■ **Instructions for the task**
Count the lines in the records below that contain the string "trunk", matching case exactly, and reply with only the number.

Records
▼▼▼

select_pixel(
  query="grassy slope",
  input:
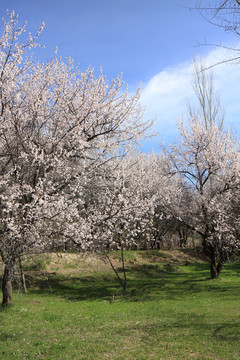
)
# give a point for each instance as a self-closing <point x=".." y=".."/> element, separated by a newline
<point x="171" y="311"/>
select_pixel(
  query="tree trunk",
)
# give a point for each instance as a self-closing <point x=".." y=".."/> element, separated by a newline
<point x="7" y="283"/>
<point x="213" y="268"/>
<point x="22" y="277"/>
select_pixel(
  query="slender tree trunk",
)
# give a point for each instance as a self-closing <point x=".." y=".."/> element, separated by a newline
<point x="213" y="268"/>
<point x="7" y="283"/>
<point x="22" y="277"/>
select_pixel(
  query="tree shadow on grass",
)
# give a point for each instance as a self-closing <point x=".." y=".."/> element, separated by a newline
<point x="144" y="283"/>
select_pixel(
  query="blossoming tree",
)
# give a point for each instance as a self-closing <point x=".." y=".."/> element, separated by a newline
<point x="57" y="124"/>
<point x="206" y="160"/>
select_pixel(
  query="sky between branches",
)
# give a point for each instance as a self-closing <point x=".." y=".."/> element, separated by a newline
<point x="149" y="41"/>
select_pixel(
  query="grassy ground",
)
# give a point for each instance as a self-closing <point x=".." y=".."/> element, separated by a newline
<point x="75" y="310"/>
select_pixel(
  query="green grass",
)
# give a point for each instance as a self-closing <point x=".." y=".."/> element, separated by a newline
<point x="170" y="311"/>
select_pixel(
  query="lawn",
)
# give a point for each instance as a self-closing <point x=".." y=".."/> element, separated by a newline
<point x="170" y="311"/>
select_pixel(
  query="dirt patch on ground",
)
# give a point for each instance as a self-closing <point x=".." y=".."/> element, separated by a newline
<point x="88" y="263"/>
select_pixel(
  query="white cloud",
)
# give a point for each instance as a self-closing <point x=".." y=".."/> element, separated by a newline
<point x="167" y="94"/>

▲▲▲
▼▼▼

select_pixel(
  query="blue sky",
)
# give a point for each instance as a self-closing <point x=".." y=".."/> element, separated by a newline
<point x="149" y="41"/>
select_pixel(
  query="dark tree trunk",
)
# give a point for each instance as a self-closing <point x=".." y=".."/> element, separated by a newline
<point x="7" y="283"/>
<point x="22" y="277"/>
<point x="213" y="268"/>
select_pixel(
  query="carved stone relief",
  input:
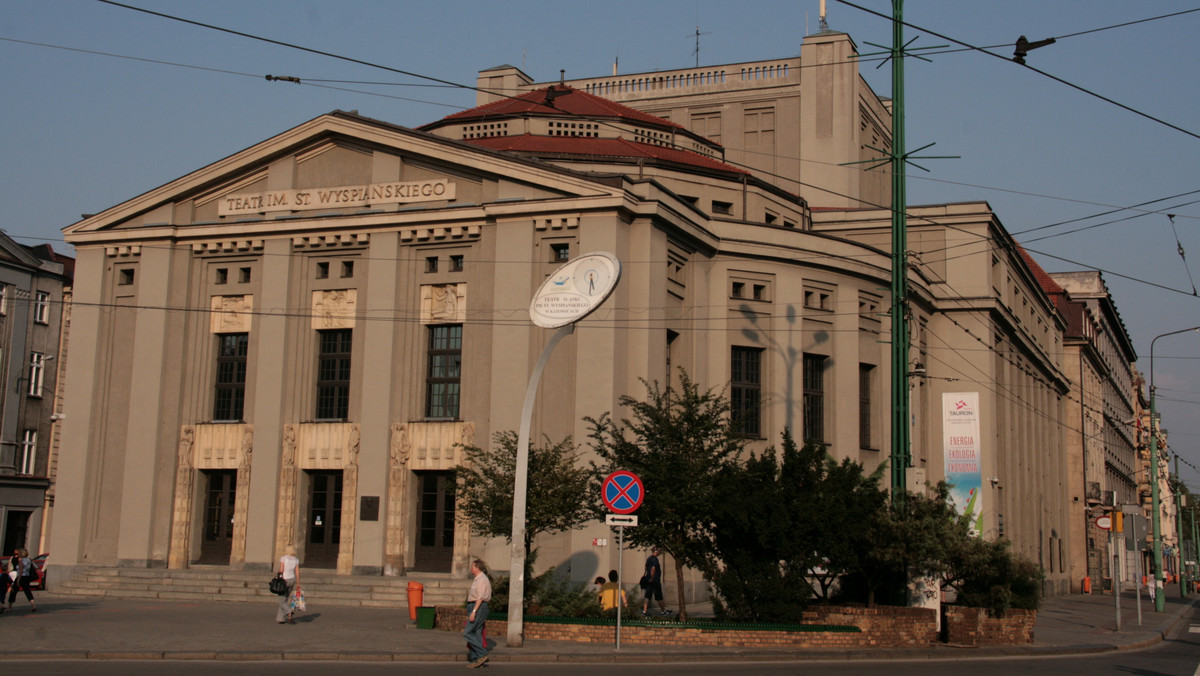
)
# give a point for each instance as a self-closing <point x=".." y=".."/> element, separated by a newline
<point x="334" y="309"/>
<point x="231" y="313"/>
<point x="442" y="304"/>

▲▲▲

■ **Response to this exercise**
3